Start of Exercise data
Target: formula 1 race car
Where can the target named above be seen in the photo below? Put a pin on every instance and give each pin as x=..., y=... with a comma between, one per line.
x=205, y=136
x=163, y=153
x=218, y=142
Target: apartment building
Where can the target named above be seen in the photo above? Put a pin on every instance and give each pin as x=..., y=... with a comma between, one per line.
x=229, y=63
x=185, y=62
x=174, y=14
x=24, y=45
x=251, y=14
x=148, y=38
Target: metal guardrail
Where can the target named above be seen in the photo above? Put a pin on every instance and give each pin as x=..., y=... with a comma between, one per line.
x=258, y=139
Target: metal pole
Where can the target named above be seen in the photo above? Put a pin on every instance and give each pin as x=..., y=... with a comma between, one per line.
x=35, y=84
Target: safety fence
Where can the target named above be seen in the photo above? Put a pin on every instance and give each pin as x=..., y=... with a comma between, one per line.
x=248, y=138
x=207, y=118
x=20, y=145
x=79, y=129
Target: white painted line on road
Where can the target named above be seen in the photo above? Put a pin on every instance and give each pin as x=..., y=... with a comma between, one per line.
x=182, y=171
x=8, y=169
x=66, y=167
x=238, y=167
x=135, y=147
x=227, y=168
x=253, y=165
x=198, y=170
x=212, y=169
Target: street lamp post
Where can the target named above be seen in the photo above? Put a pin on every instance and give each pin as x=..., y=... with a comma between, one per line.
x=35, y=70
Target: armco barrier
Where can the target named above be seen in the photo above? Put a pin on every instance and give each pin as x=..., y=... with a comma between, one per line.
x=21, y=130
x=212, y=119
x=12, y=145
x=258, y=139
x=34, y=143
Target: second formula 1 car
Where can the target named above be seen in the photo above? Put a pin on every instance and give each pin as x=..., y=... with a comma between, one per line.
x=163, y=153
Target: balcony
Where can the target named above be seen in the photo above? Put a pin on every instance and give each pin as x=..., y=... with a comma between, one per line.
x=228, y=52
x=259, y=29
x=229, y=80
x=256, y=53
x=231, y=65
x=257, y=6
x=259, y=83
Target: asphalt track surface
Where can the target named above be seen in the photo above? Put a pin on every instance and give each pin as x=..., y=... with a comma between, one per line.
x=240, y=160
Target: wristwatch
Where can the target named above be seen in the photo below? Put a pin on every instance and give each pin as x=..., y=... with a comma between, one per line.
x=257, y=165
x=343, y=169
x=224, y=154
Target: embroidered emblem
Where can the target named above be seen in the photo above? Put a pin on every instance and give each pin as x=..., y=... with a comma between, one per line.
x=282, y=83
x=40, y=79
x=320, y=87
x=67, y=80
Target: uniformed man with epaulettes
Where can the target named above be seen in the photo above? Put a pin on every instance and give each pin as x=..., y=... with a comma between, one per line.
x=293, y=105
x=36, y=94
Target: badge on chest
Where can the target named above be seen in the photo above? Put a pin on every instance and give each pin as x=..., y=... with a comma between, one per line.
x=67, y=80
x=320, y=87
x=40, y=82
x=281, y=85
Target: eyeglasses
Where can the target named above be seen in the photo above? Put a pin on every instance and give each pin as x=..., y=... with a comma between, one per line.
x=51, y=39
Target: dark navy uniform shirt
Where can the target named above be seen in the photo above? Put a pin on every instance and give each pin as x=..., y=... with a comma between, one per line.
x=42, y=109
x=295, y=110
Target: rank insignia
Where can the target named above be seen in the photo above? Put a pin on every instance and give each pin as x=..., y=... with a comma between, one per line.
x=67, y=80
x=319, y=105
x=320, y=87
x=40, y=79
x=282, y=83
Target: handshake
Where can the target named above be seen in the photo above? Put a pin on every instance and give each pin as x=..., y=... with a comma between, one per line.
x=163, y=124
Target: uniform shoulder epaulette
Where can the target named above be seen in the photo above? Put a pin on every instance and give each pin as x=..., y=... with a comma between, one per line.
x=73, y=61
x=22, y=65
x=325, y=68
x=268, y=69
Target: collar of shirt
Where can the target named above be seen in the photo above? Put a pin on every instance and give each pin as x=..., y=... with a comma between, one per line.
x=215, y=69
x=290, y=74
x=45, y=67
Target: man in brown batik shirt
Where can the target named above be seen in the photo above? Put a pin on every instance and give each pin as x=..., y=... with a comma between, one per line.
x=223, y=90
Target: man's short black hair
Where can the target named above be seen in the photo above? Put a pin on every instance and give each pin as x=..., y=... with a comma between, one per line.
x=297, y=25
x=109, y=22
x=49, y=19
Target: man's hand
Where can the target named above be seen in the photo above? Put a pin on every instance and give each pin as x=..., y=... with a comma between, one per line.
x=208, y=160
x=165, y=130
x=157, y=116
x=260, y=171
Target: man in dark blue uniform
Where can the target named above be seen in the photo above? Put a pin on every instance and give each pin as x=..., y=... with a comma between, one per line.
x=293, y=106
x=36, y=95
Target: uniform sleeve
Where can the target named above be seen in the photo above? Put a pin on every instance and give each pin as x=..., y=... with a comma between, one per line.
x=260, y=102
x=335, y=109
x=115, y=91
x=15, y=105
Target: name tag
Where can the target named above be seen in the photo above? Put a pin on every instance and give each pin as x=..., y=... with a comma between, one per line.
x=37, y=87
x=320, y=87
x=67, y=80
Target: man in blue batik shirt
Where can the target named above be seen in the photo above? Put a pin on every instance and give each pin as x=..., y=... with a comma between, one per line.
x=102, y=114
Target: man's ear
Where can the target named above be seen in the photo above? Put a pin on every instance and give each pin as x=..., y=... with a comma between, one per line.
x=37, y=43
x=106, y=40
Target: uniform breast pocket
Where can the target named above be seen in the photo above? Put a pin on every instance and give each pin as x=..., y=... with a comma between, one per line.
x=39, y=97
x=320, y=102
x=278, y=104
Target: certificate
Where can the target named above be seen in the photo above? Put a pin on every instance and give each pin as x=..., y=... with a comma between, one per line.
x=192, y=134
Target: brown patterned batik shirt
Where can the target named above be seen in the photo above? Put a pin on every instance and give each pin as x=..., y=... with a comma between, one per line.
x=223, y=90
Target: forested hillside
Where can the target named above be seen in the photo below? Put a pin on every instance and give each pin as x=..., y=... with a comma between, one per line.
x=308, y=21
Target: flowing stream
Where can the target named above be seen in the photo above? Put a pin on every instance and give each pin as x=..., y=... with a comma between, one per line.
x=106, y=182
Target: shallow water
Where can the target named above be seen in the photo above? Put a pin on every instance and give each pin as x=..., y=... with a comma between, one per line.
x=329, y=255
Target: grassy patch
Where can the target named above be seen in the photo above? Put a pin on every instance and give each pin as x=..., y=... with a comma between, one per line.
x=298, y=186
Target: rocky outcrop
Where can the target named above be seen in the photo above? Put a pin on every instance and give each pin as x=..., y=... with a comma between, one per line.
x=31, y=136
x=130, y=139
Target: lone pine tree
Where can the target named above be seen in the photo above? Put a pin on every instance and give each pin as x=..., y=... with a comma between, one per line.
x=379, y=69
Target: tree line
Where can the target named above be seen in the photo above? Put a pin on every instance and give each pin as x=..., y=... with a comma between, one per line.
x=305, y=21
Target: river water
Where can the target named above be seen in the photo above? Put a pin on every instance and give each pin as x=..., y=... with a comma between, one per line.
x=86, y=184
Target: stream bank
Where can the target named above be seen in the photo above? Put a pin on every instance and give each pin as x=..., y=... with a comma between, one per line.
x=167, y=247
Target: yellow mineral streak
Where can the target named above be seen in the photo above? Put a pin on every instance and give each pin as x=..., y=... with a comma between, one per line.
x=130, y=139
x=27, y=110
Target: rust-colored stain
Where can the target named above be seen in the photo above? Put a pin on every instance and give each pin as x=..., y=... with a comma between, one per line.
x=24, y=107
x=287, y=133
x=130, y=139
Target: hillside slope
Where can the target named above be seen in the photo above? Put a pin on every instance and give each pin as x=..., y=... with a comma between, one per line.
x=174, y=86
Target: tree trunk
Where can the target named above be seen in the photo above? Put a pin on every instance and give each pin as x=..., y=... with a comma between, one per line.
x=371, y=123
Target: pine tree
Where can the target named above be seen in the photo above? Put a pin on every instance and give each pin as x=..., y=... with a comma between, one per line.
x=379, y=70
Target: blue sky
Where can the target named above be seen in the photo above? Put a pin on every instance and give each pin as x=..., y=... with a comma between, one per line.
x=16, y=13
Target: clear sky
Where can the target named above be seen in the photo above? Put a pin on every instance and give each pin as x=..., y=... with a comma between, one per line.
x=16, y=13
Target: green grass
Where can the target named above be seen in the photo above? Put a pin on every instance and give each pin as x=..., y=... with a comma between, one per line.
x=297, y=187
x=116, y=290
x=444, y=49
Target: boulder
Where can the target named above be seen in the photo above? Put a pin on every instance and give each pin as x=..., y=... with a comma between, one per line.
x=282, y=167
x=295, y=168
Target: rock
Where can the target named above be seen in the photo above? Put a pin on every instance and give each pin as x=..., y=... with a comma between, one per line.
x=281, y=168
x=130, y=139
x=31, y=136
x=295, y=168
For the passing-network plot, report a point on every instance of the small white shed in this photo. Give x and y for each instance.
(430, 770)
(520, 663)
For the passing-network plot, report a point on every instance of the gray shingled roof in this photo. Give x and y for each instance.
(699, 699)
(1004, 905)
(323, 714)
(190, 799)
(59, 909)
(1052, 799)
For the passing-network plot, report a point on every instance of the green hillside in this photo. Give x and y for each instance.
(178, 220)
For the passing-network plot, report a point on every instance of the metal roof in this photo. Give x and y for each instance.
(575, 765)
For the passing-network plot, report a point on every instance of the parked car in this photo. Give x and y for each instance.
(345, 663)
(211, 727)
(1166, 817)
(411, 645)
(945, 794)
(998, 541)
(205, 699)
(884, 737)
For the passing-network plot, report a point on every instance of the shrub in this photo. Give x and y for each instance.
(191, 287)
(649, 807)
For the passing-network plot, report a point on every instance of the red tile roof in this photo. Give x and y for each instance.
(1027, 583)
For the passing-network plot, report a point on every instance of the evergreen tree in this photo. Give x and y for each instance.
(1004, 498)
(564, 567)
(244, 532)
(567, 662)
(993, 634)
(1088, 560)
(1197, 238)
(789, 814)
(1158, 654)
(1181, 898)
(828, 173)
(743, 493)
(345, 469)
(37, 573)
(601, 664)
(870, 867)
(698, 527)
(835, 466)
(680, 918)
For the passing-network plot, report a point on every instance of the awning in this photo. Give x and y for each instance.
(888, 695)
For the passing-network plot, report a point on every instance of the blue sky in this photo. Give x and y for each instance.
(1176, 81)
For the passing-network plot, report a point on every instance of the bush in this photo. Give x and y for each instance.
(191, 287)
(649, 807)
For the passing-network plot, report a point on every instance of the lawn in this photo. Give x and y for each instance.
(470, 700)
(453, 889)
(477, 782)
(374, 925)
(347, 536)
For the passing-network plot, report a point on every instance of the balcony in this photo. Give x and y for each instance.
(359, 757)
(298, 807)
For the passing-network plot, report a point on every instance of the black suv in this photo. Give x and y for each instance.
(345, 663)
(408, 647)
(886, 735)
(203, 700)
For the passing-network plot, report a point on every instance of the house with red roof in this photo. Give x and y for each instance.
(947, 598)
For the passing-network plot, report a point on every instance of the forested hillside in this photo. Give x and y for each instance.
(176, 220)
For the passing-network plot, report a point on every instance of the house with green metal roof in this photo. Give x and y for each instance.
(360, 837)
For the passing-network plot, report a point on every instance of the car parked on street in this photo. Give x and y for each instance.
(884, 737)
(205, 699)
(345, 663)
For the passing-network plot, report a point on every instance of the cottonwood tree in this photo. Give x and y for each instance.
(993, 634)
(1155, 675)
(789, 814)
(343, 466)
End of Exercise data
* **What needs to be done**:
Please give back exactly the lines of the listing above that run from the one containing "Target: clear sky" through the one containing "Target: boulder", and only those.

* **Output of the exercise**:
Target: clear sky
Where can the target named above be seen in the photo above? Put a pin on every instance and give each pin as x=..., y=... with a comma between, one per line.
x=16, y=13
Target: green grass
Where can the target named above be seen in the photo above? Put a pin on every instance and give each pin as x=..., y=... with a comma between, one per line.
x=297, y=187
x=116, y=290
x=444, y=49
Target: boulder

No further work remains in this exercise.